Entries from a point annotation set:
**********
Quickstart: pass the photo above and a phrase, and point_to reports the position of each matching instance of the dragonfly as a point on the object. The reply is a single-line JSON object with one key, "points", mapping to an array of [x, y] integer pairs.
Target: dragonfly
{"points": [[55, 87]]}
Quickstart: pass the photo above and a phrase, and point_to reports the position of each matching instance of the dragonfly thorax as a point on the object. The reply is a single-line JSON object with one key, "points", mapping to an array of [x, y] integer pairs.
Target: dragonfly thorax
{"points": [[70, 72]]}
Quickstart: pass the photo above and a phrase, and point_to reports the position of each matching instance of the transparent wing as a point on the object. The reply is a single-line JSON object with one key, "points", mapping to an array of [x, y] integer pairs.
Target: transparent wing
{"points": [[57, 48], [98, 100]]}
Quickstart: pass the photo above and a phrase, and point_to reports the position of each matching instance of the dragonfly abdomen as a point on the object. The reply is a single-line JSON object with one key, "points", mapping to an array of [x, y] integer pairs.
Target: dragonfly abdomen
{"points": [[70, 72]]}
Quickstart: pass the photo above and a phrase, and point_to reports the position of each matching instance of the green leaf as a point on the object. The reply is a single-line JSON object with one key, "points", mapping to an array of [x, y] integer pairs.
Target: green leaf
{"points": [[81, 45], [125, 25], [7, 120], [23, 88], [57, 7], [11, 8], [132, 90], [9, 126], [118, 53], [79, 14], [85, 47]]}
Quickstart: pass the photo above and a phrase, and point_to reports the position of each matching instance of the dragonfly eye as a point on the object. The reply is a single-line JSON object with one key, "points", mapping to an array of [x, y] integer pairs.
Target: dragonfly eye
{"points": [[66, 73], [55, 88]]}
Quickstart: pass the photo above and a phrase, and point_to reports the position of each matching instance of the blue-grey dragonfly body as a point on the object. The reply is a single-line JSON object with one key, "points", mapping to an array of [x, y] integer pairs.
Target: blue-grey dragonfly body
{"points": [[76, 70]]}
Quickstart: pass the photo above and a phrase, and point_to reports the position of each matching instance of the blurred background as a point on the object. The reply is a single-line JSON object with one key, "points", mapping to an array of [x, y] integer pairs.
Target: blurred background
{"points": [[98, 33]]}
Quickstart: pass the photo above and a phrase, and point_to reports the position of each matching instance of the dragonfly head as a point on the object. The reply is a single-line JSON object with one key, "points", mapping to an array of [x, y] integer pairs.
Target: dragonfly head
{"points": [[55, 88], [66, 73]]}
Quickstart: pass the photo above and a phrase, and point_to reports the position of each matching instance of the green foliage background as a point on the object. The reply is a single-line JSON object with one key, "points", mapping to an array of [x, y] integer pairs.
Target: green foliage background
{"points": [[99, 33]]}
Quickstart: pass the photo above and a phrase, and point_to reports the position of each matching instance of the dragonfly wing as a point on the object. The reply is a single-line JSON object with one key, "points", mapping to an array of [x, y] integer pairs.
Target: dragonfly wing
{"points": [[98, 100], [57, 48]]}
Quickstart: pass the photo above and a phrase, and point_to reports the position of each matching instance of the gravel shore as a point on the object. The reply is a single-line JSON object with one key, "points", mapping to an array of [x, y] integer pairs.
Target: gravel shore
**********
What is asked
Copy the records above word for word, beginning at the line that has "of the gravel" and continuing to the end of the records.

Answer to this task
Quickstart: pass the photo above and a phrase, and point_to reports the position of each matching instance of the gravel shore as a point on the object. The reply is a single-line JSON object with one key, "points", mapping to an array of [x, y] integer pairs.
Target: gravel shore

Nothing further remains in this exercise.